> [Письменное задание A]
Выведите без изменений отрывок из интервью о вдохновении: от слов «А что до художественной» до слов «золотоискателей, конечно же.».
> [Письменное задание B]
Допишите следующую часть интервью о вдохновении, начав сразу после последнего приведённого в нем предложения.

> [Фрагмент текста]
У меня вообще есть какая-то особая восприимчивость, очень удобная и полезная для писателя. Я открыта к чувствам, и мне не приходится особо стараться — вдохновение приходит легко. Я просто смотрю на что-то, что мне нравится, и думаю: «Господи, как хорошо». Например, когда мы были в поездке на книжном фестивале в Волгограде, я взяла с собой среднюю дочь. Пока всех писателей водили на экскурсию, мы с ней катались на старой ржавой карусели. У меня возникла ассоциация — ржавая карусель со скрипом, мальчик с золотом... Это воспоминание из моего детства, и именно из этой поездки я черпала вдохновение. Я смотрела на кроны деревьев и ощутила те чувства, которые потом смогла перелить в текст.

А что до художественной литературы, сериалов или книг — здесь у тебя есть источники вдохновения конкретные? Ты чуть раньше упоминала «Очень странные дела», например.
Я не могу назвать что-то одно, что меня вдохновляет, — это очень большой список. Иногда это может быть фильм, иногда книга. В случае с «Мальчиком» у меня были конкретные референсы — один из моих любимых фильмов, «Нефть» Пола Томаса Андерсона. Я любительница пасхалочек — и у меня в книге Сильва разбирает бобины с кинопленкой, а на них любимый фильм Пола Томаса Андерсона, которым он вдохновлялся, когда делал «Нефть», — «Сокровища Сьерра-Мадре». Про золотоискателей, конечно же.

[Сохранённые записи]

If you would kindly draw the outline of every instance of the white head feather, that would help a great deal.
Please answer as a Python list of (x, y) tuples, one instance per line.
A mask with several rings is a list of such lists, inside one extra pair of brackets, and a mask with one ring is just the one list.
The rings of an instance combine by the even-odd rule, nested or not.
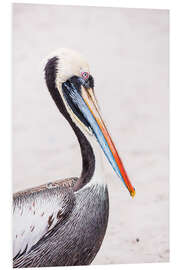
[(67, 81), (72, 76), (81, 76), (81, 72), (89, 73), (89, 65), (84, 59), (84, 57), (73, 50), (61, 48), (46, 58), (46, 63), (49, 59), (57, 57), (58, 66), (57, 66), (57, 75), (56, 75), (56, 84), (62, 84)]

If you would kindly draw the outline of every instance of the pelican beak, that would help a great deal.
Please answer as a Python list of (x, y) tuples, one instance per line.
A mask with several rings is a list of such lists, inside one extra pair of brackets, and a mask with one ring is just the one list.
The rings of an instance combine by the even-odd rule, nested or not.
[[(135, 188), (132, 186), (127, 176), (127, 173), (118, 155), (116, 147), (101, 117), (99, 106), (93, 89), (84, 87), (83, 85), (80, 86), (80, 89), (77, 89), (73, 83), (69, 85), (65, 83), (65, 88), (68, 90), (68, 94), (67, 92), (64, 92), (66, 99), (68, 95), (77, 110), (81, 112), (81, 114), (89, 124), (89, 127), (94, 133), (97, 141), (99, 142), (114, 171), (121, 178), (126, 188), (129, 190), (130, 195), (134, 197)], [(82, 121), (82, 119), (80, 120)]]

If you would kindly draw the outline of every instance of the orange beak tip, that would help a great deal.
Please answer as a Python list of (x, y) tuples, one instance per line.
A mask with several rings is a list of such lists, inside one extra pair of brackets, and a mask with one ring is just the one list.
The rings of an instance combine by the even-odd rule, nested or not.
[(130, 195), (131, 195), (131, 197), (132, 197), (132, 198), (134, 198), (134, 196), (136, 195), (136, 191), (135, 191), (135, 189), (134, 189), (134, 190), (132, 190), (132, 191), (130, 191)]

> [Ответ к упражнению A]
А что до художественной литературы, сериалов или книг — здесь у тебя есть источники вдохновения конкретные? Ты чуть раньше упоминала «Очень странные дела», например.
Я не могу назвать что-то одно, что меня вдохновляет, — это очень большой список. Иногда это может быть фильм, иногда книга. В случае с «Мальчиком» у меня были конкретные референсы — один из моих любимых фильмов, «Нефть» Пола Томаса Андерсона. Я любительница пасхалочек — и у меня в книге Сильва разбирает бобины с кинопленкой, а на них любимый фильм Пола Томаса Андерсона, которым он вдохновлялся, когда делал «Нефть», — «Сокровища Сьерра-Мадре». Про золотоискателей, конечно же.

> [Ответ к упражнению B]
Так что «Нефть», пожалуй, главный референс. Был и еще один — «Парфюмер» Зюскинда, но он был исключительно про какую-то силу, про дар главного героя, который одновременно и проклятие. Потом я от этой темы немного отошла, потому что роман в итоге получился другой по настроению.
Как быть литератором в России 2025 года? В смысле чисто практическом, то есть тяжело ли это?
Ну, у меня нет эквивалентного опыта быть писателем в другой стране. Поэтому даже не знаю...
Вот я тут получила роялти за продажи «Отца» и «Ветра» — они хорошо продаются до сих пор, и это меня радует.
Но я все равно думаю, что это бесконечная работа. Надо бесконечно говорить об этих книгах, не стесняться. Получается, нужно быть хорошим менеджером, как-то организовать себя-писателя.
Чего мне бы хотелось — это больше популяризации литературы. Когда ты вертишься в индустрии, создается иллюзия, что тут бьет жизнь. Но стоит вырваться за пределы этой сферы, и ты видишь, что люди о тебе не знают. И это прям работа, ты должен доказывать, что на современную русскую литературу стоит обратить внимание между «Нетфликсом» и какими-то еще суперинтересными вещами.

«Вот я сейчас гладила рубашку, а она как будто в чернилах и в крови. Я говорю, что это писательская рубашка»
А как у тебя с экранизациями? Я так понимаю, что давно права на всё куплены, идет какой-то процесс? Продвинулся он или нет? И куплены ли уже права на «Мальчика»? Кстати, он очень киношный, мне кажется.
Я обещала об этом сказать 14 мая, раньше не могу ничего сказать, хорошо?
Будем надеяться на хорошие новости! Я еще не могу не порасспросить тебя про стиль. Ты просто великолепно одеваешься. И мне кажется, это какая-то большая часть тебя. Можешь рассказать, что тебе нравится в моде?
Мои любимые дизайнеры — те, которые совершили какой-то переворот в моде: Мартин Маржела, Кристобаль Баленсиага.
А в чем заключается этот переворот, по-твоему? Какой именно вид дизайнерской смелости тебе нравится?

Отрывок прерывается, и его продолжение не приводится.